WHAT TO WORK ON:
Which lines of the records contain the word "trunk"? Copy each one.

DATA PROVIDED:
= = =

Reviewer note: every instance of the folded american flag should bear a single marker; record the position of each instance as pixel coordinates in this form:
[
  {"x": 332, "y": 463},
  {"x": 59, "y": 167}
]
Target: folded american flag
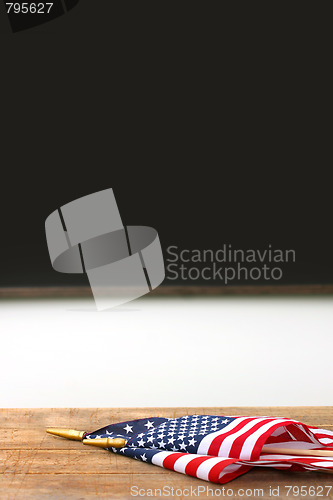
[{"x": 218, "y": 449}]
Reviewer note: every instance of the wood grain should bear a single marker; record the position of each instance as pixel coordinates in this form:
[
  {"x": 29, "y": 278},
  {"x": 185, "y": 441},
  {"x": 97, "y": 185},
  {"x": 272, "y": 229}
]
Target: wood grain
[
  {"x": 35, "y": 465},
  {"x": 48, "y": 292}
]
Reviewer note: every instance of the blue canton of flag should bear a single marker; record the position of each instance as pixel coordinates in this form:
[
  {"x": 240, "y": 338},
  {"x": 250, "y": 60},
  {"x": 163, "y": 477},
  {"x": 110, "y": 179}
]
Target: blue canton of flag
[{"x": 216, "y": 448}]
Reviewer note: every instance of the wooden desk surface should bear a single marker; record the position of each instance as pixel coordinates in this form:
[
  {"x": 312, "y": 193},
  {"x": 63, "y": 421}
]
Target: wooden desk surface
[{"x": 35, "y": 465}]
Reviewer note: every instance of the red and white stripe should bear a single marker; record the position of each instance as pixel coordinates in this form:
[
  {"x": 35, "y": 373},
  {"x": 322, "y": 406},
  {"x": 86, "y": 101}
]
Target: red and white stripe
[{"x": 232, "y": 451}]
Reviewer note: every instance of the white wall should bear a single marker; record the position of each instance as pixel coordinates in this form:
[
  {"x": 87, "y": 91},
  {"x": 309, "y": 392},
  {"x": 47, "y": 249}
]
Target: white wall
[{"x": 167, "y": 352}]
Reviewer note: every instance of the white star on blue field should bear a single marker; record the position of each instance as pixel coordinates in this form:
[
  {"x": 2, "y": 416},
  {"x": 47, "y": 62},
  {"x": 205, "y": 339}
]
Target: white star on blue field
[{"x": 182, "y": 434}]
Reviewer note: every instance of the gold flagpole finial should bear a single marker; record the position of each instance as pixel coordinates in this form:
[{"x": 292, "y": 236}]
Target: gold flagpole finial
[
  {"x": 67, "y": 433},
  {"x": 106, "y": 442}
]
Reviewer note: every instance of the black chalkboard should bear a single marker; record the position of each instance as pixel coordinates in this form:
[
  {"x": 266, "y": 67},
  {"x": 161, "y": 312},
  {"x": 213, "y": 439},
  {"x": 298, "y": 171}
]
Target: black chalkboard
[{"x": 216, "y": 157}]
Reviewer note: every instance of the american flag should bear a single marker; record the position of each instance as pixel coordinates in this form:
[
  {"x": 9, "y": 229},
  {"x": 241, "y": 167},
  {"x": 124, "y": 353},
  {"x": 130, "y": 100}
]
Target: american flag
[{"x": 216, "y": 448}]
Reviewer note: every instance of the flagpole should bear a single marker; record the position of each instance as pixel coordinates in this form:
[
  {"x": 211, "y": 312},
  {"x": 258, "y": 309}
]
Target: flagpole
[{"x": 297, "y": 451}]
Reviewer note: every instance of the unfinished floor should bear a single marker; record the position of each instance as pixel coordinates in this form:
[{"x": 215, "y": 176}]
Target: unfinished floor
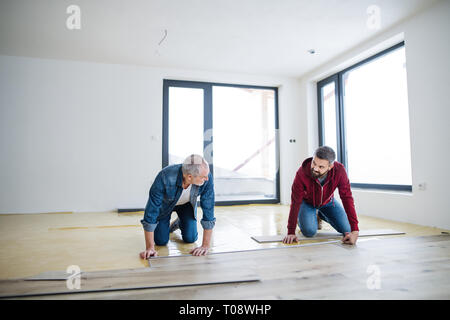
[{"x": 414, "y": 265}]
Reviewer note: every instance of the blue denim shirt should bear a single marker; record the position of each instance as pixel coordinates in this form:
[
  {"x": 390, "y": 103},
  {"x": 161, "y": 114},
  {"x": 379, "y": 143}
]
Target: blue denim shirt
[{"x": 165, "y": 192}]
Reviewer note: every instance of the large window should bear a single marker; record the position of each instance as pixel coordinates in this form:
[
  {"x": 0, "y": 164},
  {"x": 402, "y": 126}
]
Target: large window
[
  {"x": 363, "y": 114},
  {"x": 234, "y": 127}
]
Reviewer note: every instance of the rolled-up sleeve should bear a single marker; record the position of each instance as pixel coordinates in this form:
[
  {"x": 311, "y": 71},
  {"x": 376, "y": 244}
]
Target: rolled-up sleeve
[
  {"x": 154, "y": 202},
  {"x": 207, "y": 204}
]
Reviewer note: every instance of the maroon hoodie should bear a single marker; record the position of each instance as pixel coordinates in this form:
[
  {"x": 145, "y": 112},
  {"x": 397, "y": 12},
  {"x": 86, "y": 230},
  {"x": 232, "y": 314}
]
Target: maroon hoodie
[{"x": 306, "y": 188}]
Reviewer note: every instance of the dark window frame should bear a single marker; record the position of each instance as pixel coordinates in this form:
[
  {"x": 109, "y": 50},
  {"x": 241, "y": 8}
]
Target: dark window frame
[
  {"x": 341, "y": 152},
  {"x": 208, "y": 119}
]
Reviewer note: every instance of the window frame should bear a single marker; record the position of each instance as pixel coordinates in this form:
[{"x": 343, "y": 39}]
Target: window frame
[
  {"x": 340, "y": 118},
  {"x": 208, "y": 124}
]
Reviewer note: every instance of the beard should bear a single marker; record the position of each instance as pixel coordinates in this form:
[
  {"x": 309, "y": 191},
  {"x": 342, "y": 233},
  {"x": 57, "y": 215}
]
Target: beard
[{"x": 316, "y": 175}]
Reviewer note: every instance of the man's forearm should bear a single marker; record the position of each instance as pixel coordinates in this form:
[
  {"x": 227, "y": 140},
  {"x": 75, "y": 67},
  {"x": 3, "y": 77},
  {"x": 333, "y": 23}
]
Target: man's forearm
[{"x": 149, "y": 240}]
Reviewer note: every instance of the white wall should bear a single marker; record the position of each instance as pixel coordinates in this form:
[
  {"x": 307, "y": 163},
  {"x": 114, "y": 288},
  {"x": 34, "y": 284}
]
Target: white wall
[
  {"x": 80, "y": 136},
  {"x": 427, "y": 49}
]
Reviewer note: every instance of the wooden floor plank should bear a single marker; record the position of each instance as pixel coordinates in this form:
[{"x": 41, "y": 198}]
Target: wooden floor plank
[{"x": 328, "y": 235}]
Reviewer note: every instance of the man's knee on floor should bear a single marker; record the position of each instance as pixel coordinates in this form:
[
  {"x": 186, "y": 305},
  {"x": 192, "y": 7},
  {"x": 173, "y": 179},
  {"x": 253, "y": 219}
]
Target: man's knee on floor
[
  {"x": 190, "y": 238},
  {"x": 309, "y": 233}
]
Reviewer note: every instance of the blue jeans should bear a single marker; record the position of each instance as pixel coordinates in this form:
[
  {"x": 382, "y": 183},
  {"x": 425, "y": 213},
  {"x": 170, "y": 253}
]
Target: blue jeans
[
  {"x": 188, "y": 225},
  {"x": 332, "y": 212}
]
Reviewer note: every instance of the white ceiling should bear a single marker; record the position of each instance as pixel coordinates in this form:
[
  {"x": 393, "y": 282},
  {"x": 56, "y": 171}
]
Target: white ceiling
[{"x": 245, "y": 36}]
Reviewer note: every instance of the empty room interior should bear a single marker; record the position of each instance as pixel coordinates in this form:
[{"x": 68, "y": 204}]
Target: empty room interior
[{"x": 268, "y": 150}]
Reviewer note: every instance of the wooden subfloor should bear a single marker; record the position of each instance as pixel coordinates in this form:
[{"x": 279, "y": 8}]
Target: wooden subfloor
[{"x": 410, "y": 266}]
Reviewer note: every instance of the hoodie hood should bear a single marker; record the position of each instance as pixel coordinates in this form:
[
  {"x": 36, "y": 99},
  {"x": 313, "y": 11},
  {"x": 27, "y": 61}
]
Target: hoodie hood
[{"x": 306, "y": 168}]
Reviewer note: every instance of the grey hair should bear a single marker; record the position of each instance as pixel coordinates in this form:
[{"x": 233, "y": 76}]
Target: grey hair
[
  {"x": 193, "y": 164},
  {"x": 325, "y": 153}
]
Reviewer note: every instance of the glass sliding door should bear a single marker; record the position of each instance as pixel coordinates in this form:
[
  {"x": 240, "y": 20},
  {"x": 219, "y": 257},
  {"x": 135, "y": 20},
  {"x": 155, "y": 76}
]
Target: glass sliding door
[
  {"x": 186, "y": 123},
  {"x": 245, "y": 160},
  {"x": 328, "y": 113},
  {"x": 234, "y": 127}
]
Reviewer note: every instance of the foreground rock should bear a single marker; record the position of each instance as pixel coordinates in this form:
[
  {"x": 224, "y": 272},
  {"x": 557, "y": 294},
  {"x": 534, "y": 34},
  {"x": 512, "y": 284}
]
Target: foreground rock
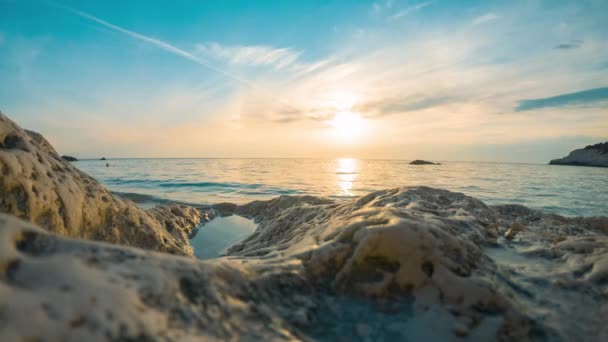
[
  {"x": 423, "y": 162},
  {"x": 402, "y": 264},
  {"x": 592, "y": 155},
  {"x": 37, "y": 185},
  {"x": 69, "y": 158}
]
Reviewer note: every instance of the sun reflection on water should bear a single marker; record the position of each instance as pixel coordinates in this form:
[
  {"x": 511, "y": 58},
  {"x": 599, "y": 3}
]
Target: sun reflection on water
[{"x": 346, "y": 173}]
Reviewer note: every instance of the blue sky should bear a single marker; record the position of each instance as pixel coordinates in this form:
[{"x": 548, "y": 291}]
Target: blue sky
[{"x": 522, "y": 81}]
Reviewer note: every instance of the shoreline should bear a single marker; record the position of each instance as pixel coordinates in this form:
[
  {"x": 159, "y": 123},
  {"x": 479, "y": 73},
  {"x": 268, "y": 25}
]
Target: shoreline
[{"x": 415, "y": 262}]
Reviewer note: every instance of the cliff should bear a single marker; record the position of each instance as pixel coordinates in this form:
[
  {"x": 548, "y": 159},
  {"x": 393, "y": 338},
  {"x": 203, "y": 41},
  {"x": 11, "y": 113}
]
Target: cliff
[{"x": 592, "y": 155}]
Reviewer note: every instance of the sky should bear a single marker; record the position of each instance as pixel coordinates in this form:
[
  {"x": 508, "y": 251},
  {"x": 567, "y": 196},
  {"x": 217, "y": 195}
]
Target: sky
[{"x": 513, "y": 81}]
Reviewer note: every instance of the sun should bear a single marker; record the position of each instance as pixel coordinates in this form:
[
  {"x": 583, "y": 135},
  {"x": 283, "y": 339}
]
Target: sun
[{"x": 347, "y": 125}]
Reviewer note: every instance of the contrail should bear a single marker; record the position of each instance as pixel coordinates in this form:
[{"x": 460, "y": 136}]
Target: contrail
[
  {"x": 174, "y": 50},
  {"x": 158, "y": 43}
]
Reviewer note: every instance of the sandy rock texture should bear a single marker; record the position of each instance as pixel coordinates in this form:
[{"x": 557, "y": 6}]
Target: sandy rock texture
[
  {"x": 412, "y": 263},
  {"x": 593, "y": 155},
  {"x": 37, "y": 185}
]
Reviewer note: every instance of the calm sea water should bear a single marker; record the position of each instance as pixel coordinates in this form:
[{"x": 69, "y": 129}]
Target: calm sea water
[{"x": 566, "y": 190}]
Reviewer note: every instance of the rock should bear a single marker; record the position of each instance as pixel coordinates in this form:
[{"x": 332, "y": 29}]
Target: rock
[
  {"x": 39, "y": 186},
  {"x": 398, "y": 264},
  {"x": 423, "y": 162},
  {"x": 592, "y": 155},
  {"x": 69, "y": 158}
]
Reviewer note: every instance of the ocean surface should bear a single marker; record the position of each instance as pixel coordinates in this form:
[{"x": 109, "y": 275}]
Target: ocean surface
[{"x": 565, "y": 190}]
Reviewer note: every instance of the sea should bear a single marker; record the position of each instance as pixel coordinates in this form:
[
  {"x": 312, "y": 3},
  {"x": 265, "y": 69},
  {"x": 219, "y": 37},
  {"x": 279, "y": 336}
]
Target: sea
[{"x": 564, "y": 190}]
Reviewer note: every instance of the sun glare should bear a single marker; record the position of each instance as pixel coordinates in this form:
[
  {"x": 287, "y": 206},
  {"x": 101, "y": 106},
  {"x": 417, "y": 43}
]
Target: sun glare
[{"x": 347, "y": 125}]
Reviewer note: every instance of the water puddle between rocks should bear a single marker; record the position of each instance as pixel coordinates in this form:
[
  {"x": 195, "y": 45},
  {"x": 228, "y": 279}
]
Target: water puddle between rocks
[{"x": 216, "y": 236}]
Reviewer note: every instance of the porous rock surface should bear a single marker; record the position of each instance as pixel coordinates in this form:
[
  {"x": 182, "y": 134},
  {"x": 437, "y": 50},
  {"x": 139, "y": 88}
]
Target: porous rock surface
[
  {"x": 413, "y": 263},
  {"x": 37, "y": 185}
]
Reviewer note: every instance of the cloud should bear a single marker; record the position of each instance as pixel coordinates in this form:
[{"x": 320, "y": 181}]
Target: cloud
[
  {"x": 158, "y": 43},
  {"x": 403, "y": 105},
  {"x": 575, "y": 44},
  {"x": 256, "y": 55},
  {"x": 579, "y": 98},
  {"x": 410, "y": 9},
  {"x": 484, "y": 18}
]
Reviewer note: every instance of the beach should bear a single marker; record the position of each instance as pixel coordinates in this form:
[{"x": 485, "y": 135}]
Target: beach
[{"x": 406, "y": 263}]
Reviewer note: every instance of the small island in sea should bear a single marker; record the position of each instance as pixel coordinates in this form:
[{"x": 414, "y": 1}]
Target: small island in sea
[
  {"x": 592, "y": 155},
  {"x": 109, "y": 269}
]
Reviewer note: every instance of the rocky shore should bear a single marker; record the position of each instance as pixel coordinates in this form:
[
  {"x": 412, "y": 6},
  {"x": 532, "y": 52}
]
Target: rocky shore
[
  {"x": 39, "y": 186},
  {"x": 592, "y": 155},
  {"x": 412, "y": 263}
]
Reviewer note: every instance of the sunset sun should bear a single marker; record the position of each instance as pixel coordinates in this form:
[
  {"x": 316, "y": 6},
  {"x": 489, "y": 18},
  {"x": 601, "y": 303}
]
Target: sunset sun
[{"x": 347, "y": 125}]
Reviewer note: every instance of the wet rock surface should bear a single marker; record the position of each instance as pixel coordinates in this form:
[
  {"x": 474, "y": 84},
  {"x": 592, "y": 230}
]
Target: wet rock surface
[
  {"x": 408, "y": 263},
  {"x": 413, "y": 263},
  {"x": 37, "y": 185}
]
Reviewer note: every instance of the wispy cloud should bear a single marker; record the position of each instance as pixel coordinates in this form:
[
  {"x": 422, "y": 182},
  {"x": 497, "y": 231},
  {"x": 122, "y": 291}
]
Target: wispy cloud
[
  {"x": 404, "y": 12},
  {"x": 575, "y": 44},
  {"x": 579, "y": 98},
  {"x": 484, "y": 18},
  {"x": 256, "y": 55},
  {"x": 158, "y": 43}
]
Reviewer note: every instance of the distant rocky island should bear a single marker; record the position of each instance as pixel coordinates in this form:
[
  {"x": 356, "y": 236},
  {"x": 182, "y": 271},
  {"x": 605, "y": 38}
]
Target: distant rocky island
[
  {"x": 423, "y": 162},
  {"x": 413, "y": 263},
  {"x": 592, "y": 155}
]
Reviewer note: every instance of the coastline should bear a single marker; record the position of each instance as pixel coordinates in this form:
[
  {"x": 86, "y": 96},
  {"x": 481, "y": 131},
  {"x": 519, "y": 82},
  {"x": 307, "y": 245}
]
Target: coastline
[{"x": 405, "y": 263}]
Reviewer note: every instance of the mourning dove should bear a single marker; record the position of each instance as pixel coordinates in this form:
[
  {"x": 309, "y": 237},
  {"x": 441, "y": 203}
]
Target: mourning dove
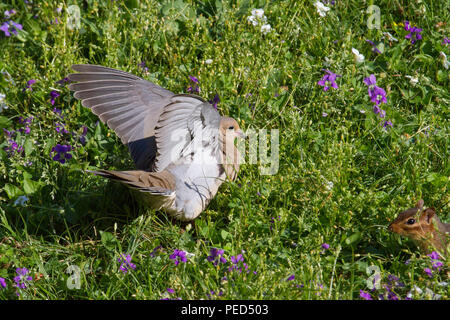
[{"x": 182, "y": 147}]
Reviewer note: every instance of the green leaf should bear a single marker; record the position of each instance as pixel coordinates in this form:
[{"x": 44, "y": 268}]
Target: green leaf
[
  {"x": 224, "y": 234},
  {"x": 31, "y": 186},
  {"x": 4, "y": 122},
  {"x": 353, "y": 239},
  {"x": 28, "y": 147},
  {"x": 12, "y": 191},
  {"x": 109, "y": 241}
]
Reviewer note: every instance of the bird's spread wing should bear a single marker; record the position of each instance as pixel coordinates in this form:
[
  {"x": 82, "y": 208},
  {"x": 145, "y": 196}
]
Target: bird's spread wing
[
  {"x": 186, "y": 118},
  {"x": 128, "y": 104}
]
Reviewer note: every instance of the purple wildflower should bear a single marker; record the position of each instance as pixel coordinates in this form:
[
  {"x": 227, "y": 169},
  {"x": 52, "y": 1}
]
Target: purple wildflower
[
  {"x": 5, "y": 29},
  {"x": 63, "y": 81},
  {"x": 53, "y": 95},
  {"x": 142, "y": 65},
  {"x": 21, "y": 279},
  {"x": 428, "y": 272},
  {"x": 61, "y": 153},
  {"x": 436, "y": 263},
  {"x": 414, "y": 33},
  {"x": 82, "y": 137},
  {"x": 125, "y": 263},
  {"x": 236, "y": 259},
  {"x": 392, "y": 295},
  {"x": 195, "y": 88},
  {"x": 13, "y": 147},
  {"x": 61, "y": 128},
  {"x": 26, "y": 120},
  {"x": 385, "y": 126},
  {"x": 9, "y": 13},
  {"x": 374, "y": 46},
  {"x": 58, "y": 112},
  {"x": 178, "y": 256},
  {"x": 434, "y": 255},
  {"x": 153, "y": 253},
  {"x": 328, "y": 80},
  {"x": 212, "y": 293},
  {"x": 29, "y": 84},
  {"x": 365, "y": 295},
  {"x": 215, "y": 101},
  {"x": 377, "y": 95},
  {"x": 370, "y": 80},
  {"x": 216, "y": 256}
]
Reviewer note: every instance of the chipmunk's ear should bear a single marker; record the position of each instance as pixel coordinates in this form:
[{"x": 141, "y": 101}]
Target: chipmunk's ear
[
  {"x": 427, "y": 215},
  {"x": 419, "y": 204}
]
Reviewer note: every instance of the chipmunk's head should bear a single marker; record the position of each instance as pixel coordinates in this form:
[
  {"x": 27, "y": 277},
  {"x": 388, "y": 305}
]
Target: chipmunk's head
[{"x": 415, "y": 223}]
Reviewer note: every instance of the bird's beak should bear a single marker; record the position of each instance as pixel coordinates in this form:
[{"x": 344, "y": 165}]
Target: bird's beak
[{"x": 240, "y": 134}]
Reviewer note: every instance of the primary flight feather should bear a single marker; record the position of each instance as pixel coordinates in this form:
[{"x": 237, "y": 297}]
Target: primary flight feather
[{"x": 182, "y": 147}]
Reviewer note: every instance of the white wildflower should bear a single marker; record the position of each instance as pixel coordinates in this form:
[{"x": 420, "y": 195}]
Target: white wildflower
[
  {"x": 358, "y": 56},
  {"x": 265, "y": 28},
  {"x": 21, "y": 201},
  {"x": 321, "y": 8},
  {"x": 444, "y": 59},
  {"x": 253, "y": 20}
]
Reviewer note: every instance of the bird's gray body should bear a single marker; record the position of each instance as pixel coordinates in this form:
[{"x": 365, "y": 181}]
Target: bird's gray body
[{"x": 175, "y": 140}]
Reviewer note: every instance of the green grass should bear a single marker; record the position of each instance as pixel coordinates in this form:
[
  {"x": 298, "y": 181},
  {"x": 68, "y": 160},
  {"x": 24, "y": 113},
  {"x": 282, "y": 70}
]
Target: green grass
[{"x": 76, "y": 219}]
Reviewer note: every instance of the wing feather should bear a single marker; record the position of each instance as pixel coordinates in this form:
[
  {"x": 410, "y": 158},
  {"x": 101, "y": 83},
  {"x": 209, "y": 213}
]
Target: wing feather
[{"x": 128, "y": 104}]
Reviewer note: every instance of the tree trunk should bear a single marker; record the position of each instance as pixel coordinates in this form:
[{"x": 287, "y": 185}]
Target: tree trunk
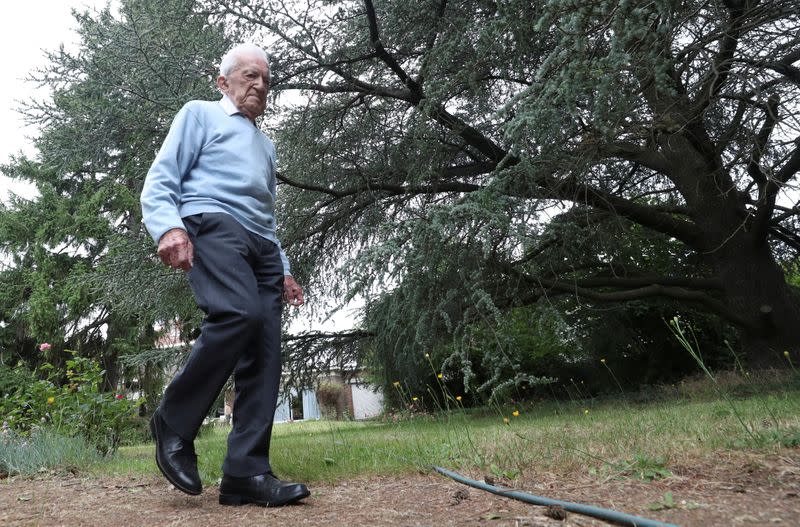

= = =

EXERCISE ANSWER:
Reviewer note: every instance of the tree trunk should bear a single marker; record the position of each instance as pixel coordinates in this form:
Target: tree trunk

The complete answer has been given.